# Set tasks:
- a) Copy the forum post about the fuzzy name join word for word, from "Any idea what" to "community blog posts.".
- b) In the forum post about the fuzzy name join, what value is assigned to maxscore?
- c) Can you continue the forum post about the fuzzy name join from the point where it stops?

# Article:
===
I am using gedscore to join two datasets by name. (I am really trying to do a fuzzy join to look for duplicate names between the two datasets). I keep getting the error " NOTE: The execution of this query involves performing one or more Cartesian product joins that can not be optimized" 

 

Here is my code: 

%let maxscore=201;
proc sql;
create table survey_trackingdups as
select a.* , b.*,
compged(a.name2,b.name1,&maxscore,'iL' ) as gedscore
from tracking as a, survey as b
where calculated gedscore < &maxscore
order by calculated gedscore;
quit;

I previously formatted both datasets to have the same format for name1 and name2. 

 

Any idea what is going on with the join? This code has worked for me before while joining other datasets. I have looked into this error and can't find any helpful solutions on other community blog posts.

 

Thanks, 

Clare

1 REPLY 1
ballardw
Super User

@claremc wrote:

Hello, 

I am using gedscore to join two datasets by name. (I am really trying to do a fuzzy join to look for duplicate names between the two datasets). I keep getting the error " NOTE: The execution of this query involves performing one or more Cartesian product joins that can not be optimized" 

 

Here is my code: 

%let maxscore=201;
proc sql;
create table survey_trackingdups as
select a.* , b.*,
compged(a.name2,b.name1,&maxscore,'iL' ) as gedscore
from tracking as a, survey as b
where calculated gedscore < &maxscore
order by calculated gedscore;
quit;

I previously formatted both datasets to have the same format for name1 and name2.
===
# Stored rows:

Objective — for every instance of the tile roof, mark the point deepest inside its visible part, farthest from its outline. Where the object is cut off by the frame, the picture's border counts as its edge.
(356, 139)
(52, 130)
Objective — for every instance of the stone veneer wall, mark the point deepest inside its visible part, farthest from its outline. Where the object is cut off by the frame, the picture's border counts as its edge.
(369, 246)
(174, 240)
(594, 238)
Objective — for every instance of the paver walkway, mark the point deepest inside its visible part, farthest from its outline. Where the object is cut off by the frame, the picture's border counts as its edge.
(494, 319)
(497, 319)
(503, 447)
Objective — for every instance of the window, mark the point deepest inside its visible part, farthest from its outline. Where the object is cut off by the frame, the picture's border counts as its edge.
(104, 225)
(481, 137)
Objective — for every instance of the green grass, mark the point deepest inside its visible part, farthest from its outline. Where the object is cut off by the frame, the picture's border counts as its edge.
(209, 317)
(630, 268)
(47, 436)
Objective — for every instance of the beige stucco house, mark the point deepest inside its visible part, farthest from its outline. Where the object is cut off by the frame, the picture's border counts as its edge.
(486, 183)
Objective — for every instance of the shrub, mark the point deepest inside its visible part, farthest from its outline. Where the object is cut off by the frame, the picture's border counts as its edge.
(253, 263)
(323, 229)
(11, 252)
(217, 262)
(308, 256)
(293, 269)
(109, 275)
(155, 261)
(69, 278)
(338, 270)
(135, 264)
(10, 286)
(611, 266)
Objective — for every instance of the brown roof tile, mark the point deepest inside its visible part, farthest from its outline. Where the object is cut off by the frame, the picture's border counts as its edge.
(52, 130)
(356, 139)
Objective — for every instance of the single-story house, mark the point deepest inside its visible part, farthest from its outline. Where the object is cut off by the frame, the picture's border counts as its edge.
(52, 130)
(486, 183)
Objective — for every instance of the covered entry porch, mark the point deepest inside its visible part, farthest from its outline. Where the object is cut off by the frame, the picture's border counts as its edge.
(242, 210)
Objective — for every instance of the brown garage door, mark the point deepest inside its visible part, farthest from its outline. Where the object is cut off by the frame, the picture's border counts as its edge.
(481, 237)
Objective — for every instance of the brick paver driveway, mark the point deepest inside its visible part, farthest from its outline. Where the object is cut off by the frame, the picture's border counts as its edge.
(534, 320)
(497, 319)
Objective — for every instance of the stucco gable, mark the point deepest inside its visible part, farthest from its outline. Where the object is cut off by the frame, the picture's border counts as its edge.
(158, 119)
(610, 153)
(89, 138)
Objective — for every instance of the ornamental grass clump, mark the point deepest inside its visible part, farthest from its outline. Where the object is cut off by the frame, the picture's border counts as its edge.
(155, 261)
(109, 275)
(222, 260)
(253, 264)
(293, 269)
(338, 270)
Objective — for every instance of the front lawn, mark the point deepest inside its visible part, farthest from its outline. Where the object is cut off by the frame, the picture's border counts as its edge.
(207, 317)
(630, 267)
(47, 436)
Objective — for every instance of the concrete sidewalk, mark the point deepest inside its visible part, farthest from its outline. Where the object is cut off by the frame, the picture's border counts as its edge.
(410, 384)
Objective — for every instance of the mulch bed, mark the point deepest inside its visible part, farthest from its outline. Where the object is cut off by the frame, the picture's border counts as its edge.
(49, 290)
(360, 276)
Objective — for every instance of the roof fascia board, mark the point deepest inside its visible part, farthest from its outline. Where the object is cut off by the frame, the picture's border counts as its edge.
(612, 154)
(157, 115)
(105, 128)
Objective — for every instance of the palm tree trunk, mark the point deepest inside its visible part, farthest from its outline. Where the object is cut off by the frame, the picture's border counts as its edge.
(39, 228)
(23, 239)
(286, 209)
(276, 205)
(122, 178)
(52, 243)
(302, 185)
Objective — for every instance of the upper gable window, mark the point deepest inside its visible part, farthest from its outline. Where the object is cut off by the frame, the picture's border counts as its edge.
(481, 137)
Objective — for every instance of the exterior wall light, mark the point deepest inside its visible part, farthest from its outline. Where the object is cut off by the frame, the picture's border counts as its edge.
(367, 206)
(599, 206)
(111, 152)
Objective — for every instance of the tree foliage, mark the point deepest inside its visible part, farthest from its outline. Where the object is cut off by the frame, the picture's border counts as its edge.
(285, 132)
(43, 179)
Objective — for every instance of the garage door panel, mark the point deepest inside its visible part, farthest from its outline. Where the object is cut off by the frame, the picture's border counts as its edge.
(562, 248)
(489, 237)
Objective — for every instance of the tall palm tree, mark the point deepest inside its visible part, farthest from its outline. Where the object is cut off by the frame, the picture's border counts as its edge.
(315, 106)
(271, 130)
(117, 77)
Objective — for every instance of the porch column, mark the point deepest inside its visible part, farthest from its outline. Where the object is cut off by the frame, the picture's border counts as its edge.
===
# Answers:
- a)
Any idea what is going on with the join? This code has worked for me before while joining other datasets. I have looked into this error and can't find any helpful solutions on other community blog posts.

- b) 201

- c)
 

Any idea what is going on with the join? This code has worked for me before while joining other datasets. I have looked into this error and can't find any helpful solutions on other community blog posts.

 

Thanks, 

Clare


 

This in not an error: " NOTE: The execution of this query involves performing one or more Cartesian product joins that can not be optimized". SAS will say ERROR when it is an error. This is telling that the behavior of the code might have some behavior you didn't intend.

It just means that the SAS can't find a "nicer" way to combine all the records to get what you want. Cartesian joins, combining every record from one set with every record in another can create large data sets and long run times. So SAS is telling you that may happen with this code. Two data sets of 1million records each used this way would create 1 trillion comparisons.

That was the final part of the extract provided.